## begin ENTRIES

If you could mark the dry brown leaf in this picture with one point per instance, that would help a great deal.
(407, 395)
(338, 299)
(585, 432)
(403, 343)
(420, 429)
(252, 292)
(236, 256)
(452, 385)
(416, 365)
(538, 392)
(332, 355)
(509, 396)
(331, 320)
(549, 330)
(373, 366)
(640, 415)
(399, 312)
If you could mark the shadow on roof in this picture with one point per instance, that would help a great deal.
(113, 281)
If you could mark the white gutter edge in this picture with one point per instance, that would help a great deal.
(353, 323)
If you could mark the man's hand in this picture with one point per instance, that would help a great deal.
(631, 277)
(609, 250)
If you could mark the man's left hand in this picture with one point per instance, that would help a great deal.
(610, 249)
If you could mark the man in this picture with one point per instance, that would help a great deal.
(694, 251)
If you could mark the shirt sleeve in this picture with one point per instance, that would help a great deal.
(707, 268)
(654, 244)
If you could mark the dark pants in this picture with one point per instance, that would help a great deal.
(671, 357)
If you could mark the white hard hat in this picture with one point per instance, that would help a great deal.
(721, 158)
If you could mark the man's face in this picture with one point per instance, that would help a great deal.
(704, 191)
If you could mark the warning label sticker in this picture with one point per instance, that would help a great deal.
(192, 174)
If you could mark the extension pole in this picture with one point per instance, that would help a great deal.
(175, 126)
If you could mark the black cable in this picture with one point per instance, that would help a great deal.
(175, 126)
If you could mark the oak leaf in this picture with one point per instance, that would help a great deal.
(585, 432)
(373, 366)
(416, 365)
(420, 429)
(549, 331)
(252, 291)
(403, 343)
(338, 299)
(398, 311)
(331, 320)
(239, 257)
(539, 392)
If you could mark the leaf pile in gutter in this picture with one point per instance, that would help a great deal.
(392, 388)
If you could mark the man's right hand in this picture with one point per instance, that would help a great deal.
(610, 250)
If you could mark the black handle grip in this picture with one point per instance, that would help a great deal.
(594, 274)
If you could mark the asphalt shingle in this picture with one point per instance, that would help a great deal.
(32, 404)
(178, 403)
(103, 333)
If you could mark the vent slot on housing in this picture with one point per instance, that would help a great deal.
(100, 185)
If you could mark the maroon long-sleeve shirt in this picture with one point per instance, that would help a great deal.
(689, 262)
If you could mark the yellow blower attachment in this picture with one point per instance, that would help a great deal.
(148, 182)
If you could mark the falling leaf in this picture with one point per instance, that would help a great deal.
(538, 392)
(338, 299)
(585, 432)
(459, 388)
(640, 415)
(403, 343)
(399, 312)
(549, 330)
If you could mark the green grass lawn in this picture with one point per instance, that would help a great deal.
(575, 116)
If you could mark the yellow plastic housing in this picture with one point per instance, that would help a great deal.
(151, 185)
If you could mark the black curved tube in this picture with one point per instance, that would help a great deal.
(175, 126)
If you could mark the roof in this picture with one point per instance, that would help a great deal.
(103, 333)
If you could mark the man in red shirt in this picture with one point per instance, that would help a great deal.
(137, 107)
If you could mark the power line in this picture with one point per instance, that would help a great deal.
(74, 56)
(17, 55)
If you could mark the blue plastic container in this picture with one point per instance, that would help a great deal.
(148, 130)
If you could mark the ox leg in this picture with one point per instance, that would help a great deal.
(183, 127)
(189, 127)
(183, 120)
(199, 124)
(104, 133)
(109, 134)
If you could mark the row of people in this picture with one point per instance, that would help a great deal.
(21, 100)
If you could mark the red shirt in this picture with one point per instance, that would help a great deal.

## end ENTRIES

** WHAT THE TASK REQUIRES **
Please quote every one of the lines above, word for word.

** ANSWER TO THE EXERCISE **
If you could mark the dry brown leaf in this picture with one point per instance, that would help a great deal.
(407, 395)
(338, 299)
(585, 432)
(403, 343)
(420, 429)
(252, 292)
(236, 256)
(452, 385)
(416, 365)
(538, 392)
(332, 355)
(509, 396)
(331, 320)
(549, 330)
(373, 366)
(640, 415)
(399, 312)
If you could mark the shadow on roof in this picture with one point per instance, that would help a great deal.
(113, 281)
If you could mark the white gutter edge in this picture with one point per instance, that would help a great deal.
(353, 323)
If you could mark the man's hand in this picture with one point per instance, that would help a great deal.
(631, 277)
(609, 250)
If you could mark the man's left hand in this picture with one point per instance, that would help a great deal.
(610, 249)
If you could mark the man in this picture with one point per instance, that would help a great deal.
(694, 251)
If you could mark the shirt sleeve in this picture with one point per instance, that would help a great deal.
(707, 268)
(654, 244)
If you could mark the dark pants in this picture with one point per instance, that would help a great deal.
(671, 357)
If you could mark the white hard hat in this picture with one point per instance, that would help a great deal.
(721, 158)
If you could mark the man's face in this picture with one point per instance, that would help a great deal.
(704, 191)
If you could mark the warning label sticker in this picture with one point per instance, that would help a great deal.
(192, 174)
If you could mark the extension pole in this picture with one point per instance, that would help a great deal.
(175, 126)
If you could mark the black cable in this picture with one point per instance, that would help a great deal.
(175, 126)
If you could mark the oak leaf in this picture with one point per instance, that would help a great deal.
(585, 432)
(373, 366)
(416, 365)
(420, 429)
(549, 331)
(252, 291)
(403, 343)
(338, 299)
(398, 311)
(331, 320)
(239, 257)
(539, 392)
If you could mark the leaf pile in gutter in this picture with one point per instance, that would help a great deal.
(392, 388)
If you could mark the man's right hand in this picture with one point per instance, that would help a great deal.
(610, 250)
If you could mark the black handle grip in this picture with one point per instance, that would help a great deal.
(594, 274)
If you could mark the asphalt shingle in this picture with one point per instance, that would help a great deal.
(32, 404)
(178, 403)
(103, 333)
If you could mark the vent slot on housing in this picture with one point per instance, that would help a great deal.
(100, 185)
If you could mark the maroon long-sleeve shirt in this picture with one point per instance, that would help a great deal.
(689, 262)
If you could mark the yellow blower attachment in this picture with one point per instance, that would help a great deal.
(148, 182)
If you could mark the falling leaf in this picture with one point per instance, that would help a great deal.
(538, 392)
(338, 299)
(585, 432)
(459, 388)
(640, 415)
(403, 343)
(399, 312)
(549, 330)
If you could mark the green grass lawn in this picture with one point per instance, that would help a great deal.
(575, 116)
If you could mark the yellow plastic housing in this picture with one point per instance, that would help a great deal.
(151, 185)
If you could mark the black curved tube in this picture with one point per instance, that would help a great deal.
(175, 126)
If you could mark the roof in this picture with one point per instance, that would help a great deal.
(103, 333)
If you could mark the man in red shirt in this picture with one point per instance, that would help a great deal.
(137, 107)
If you could mark the power line in this picture with one point per instance, that would help a great deal.
(74, 56)
(17, 55)
If you could mark the blue plastic container in this picture with one point per instance, that would help a great deal.
(148, 130)
If you could mark the ox leg in this picture with one point per instance, that would help a great deal.
(183, 127)
(189, 127)
(183, 120)
(199, 124)
(104, 133)
(109, 134)
If you could mark the row of people in this picture with one point per instance, that would help a great deal.
(21, 100)
If you could mark the red shirt in this picture with one point per instance, that would help a great deal.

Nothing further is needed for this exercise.